__Document__
>> BEGIN

United States ex rel. DeMary v. Pate

277 F. Supp. 48 | N.D. Ill. | 1967

MEMORANDUM OPINION

DECKER, District Judge.

After holding an evidentiary hearing upon a petition for habeas corpus filed by a state court prisoner presently confined at the Illinois State Penitentiary, I am confronted with the question of whether the writ should be granted because of inadequate representation of the petitioner at his trial.

The ten to fifteen year sentence which petitioner DeMary has been serving was imposed on July 3, 1963, by the Criminal Court of Cook County following a jury trial upon a charge of burglary. DeMary did not appeal his conviction but subsequently filed a petition in the trial court under the Illinois Post-Conviction Hearing Act which was dismissed on the State’s motion without a hearing. In his post-conviction petition, DeMary alleged that he had not been provided adequate representation of counsel on his trial, as guaranteed by the due process clause of the Fourteenth Amendment, and particularly alleged that neither his court-appointed public defender nor any other public defender ever came to the jail to consult with him as to the nature of the charge against him or to see if he had any witnesses to appear in his behalf. In such petition, DeMary also alleged that his co-defendant Frank Wilson was available as a witness at the time of DeMary’s trial and furnished a supporting affidavit to this effect.

The dismissal of this petition without a hearing was affirmed by the Supreme Court of Illinois, People v. DeMary, 37 Ill.2d 364, 227 N.E.2d 361 (1967) (Schaefer, J., dissenting).

>> END

__Records provided__

>> BEGIN

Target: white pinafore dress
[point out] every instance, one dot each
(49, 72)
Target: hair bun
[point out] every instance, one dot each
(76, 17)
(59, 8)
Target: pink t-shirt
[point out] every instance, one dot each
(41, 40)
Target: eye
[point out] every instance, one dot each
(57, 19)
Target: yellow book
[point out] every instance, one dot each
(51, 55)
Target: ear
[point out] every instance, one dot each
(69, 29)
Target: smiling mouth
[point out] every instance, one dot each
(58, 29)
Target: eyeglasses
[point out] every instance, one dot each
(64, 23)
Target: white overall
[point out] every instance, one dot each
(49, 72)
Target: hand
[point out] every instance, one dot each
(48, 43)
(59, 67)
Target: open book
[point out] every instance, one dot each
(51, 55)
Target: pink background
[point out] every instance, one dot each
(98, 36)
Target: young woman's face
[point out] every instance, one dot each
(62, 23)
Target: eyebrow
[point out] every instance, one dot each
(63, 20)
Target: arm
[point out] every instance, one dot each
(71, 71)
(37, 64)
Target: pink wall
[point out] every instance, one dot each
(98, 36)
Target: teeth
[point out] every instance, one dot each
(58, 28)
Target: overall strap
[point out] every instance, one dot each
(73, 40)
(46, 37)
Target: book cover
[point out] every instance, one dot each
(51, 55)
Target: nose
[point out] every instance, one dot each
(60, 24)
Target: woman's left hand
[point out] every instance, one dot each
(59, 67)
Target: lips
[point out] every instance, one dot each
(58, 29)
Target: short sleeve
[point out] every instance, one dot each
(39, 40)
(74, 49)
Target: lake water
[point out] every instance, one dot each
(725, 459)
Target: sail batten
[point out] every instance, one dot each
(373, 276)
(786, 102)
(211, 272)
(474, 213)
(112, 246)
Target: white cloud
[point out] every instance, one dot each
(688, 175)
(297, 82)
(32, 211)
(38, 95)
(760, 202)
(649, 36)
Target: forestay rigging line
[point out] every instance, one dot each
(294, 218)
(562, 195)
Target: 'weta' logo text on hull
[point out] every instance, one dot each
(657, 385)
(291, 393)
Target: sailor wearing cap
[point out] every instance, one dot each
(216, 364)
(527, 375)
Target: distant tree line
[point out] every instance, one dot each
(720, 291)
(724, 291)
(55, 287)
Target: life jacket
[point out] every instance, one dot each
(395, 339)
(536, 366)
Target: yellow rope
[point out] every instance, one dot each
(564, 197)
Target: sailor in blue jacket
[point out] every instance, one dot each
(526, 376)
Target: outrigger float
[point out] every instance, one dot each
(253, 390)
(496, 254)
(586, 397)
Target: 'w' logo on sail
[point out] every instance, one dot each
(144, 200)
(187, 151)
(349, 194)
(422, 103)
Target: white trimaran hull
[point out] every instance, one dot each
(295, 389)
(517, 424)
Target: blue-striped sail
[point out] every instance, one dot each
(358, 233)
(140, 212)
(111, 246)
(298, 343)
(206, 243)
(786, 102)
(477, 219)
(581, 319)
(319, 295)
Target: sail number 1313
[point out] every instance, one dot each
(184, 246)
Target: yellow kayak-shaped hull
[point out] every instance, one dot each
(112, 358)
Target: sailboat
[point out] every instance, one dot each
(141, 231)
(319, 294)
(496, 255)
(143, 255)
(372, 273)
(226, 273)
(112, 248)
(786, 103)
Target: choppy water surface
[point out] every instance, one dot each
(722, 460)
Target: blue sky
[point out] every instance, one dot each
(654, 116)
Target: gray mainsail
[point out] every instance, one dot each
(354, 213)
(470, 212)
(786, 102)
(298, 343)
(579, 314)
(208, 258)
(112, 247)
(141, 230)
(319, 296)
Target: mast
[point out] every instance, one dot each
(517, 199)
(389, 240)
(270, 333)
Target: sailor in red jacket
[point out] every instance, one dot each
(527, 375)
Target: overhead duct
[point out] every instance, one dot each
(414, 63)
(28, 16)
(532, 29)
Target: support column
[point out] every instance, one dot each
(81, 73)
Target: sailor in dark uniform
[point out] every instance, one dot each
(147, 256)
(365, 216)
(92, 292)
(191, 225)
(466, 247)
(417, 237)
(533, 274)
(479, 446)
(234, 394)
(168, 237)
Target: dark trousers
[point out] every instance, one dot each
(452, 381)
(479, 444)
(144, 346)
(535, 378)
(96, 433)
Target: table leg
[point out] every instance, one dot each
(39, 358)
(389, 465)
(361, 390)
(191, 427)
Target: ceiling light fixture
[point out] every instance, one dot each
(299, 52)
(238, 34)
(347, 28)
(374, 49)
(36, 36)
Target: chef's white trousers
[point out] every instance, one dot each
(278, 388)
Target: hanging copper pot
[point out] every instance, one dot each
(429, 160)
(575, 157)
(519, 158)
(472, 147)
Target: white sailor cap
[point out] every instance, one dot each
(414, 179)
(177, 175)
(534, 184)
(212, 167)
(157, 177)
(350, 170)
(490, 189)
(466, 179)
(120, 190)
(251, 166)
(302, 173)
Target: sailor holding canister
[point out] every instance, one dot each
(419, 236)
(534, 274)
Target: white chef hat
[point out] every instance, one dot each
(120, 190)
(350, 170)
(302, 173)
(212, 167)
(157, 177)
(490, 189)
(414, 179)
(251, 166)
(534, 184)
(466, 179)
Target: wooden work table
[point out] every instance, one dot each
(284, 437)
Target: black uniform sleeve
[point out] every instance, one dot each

>> END

__The tasks__
A – According to the court opinion, on what date was DeMary's sentence imposed?
B – Pick out every line of the entries that contains the word "hull".

__Task-by-task outputs__
A – July 3, 1963.

B –
Target: 'weta' logo text on hull
Target: white trimaran hull
Target: yellow kayak-shaped hull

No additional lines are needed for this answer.